Prompt: Rewrite the stretch of the post about Greg Weston and Kory Teneycke from "There was concern" through "in Washington, D.C.", updating "concern" to "worry".

Selected excerpt:
------------------------

Fox North update: Did Kory Teneycke Punish Greg Weston For Telling Truth?

As you may know, Sun columnist Greg Weston has written several excellent pieces re government over-spending on the upcoming G-8/G-20. As you may also know, Kory Teneycke, the former Stephen Harper spokesperson and man behind Fox News North, is now Greg's boss over at Quebecor. Yesterday, a rumour circulated to the effect that Greg was in the dog-house with his new chief over the excessive truth content in his recent columns:

There was concern in the Parliamentary Press Gallery last week that the sudden appointment of Kory Teneycke, Mr. Harper's former communications director, to oversee journalists at the Quebecor Media Inc. Parliament Hill bureau, may have been related to controversial stories about the summit spending. Several of the most controversial reports were broken by a member of the bureau, Sun Media columnist Greg Weston.

It appears something happened. One source said Mr. Weston's column "is gone," and there were possible talks about a position in Washington, D.C.

A bit obscure, perhaps. But the folks at the Toronto Sun Family Blog are on the case:

A check by TSF revealed Greg's recent summit cost columns are archived under his name at torontosun.com, but there are no Weston column links on Sun Media's Eye on the Hill site.

Meanwhile, as we wait for Kory et al to launch their media Titanic, here's Bill Brioux dumping on the venture in a most entertaining manner:

It is interesting that CNN is proportionally way more popular in Canada than it is in the States, where ratings have dropped off to historic lows. To be fair, part of that can be attributed to an uneven playing field. Canadians have had 20 years to get used to CNN at channel 33 (as it is on Rogers Toronto). Fox News is buried way up the dial and off most cable plus packages.Which is presumably where the new Quebecor news channel will land.

------------------------

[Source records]
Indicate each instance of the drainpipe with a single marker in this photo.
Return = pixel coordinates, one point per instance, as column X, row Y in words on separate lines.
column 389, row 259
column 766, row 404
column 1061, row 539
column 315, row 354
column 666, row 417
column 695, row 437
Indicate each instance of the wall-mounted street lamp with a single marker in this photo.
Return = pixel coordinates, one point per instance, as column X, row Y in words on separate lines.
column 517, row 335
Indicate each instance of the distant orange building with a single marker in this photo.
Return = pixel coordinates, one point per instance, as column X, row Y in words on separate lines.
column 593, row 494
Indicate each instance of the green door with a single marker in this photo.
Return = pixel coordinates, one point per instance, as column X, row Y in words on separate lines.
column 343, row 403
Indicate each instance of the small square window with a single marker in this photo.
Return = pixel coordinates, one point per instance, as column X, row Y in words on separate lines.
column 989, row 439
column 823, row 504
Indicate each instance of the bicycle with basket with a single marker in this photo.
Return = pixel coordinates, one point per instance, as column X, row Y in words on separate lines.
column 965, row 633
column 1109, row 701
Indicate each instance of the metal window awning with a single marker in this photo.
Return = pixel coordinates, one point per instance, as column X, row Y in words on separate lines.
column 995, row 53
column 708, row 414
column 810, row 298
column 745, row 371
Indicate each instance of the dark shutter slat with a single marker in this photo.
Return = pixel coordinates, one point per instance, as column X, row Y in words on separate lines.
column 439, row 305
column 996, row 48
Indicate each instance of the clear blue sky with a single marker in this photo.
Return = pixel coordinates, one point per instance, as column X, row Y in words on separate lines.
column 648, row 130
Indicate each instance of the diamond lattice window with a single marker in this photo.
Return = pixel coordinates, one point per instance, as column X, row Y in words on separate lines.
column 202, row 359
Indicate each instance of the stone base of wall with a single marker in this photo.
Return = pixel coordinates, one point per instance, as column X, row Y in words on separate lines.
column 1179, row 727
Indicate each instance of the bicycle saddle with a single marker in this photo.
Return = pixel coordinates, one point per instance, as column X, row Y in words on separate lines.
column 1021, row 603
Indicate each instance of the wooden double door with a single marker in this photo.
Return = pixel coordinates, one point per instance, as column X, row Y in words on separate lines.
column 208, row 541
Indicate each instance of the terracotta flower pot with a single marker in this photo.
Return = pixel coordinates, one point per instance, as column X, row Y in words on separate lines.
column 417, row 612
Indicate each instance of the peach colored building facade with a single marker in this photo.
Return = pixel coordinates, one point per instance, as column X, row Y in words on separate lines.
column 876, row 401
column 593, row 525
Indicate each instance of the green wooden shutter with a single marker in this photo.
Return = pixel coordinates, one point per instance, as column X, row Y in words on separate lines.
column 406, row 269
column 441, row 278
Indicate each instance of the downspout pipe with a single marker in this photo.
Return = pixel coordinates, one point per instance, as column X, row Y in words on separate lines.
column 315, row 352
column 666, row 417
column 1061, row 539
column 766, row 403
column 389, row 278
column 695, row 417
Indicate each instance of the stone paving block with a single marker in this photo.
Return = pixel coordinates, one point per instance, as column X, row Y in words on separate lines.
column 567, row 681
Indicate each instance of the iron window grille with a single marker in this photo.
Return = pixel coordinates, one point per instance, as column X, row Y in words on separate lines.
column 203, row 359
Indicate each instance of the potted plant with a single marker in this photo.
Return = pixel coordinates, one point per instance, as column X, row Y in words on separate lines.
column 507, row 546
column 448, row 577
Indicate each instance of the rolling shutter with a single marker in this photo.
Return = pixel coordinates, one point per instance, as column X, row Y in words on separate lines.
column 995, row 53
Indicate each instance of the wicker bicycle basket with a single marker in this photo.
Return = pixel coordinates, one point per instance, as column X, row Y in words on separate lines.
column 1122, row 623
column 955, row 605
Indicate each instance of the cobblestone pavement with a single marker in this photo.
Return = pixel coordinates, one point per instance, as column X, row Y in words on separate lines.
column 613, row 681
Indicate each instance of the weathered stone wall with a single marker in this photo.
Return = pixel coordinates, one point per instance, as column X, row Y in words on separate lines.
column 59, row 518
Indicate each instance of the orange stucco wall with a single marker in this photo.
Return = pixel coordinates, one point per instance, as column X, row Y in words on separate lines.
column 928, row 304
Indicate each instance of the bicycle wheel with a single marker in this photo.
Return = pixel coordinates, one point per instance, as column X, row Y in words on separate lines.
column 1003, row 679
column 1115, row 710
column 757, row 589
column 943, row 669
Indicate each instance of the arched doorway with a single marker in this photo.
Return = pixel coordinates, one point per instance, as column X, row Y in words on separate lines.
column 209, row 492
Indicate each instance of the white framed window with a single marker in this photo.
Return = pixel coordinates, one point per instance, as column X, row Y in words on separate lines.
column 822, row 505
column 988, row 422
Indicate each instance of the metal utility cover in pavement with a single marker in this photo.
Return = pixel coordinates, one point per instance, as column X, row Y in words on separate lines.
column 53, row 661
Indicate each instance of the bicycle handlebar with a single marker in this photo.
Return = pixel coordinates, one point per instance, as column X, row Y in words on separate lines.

------------------------

Answer below:
There was worry in the Parliamentary Press Gallery last week that the sudden appointment of Kory Teneycke, Mr. Harper's former communications director, to oversee journalists at the Quebecor Media Inc. Parliament Hill bureau, may have been related to controversial stories about the summit spending. Several of the most controversial reports were broken by a member of the bureau, Sun Media columnist Greg Weston.

It appears something happened. One source said Mr. Weston's column "is gone," and there were possible talks about a position in Washington, D.C.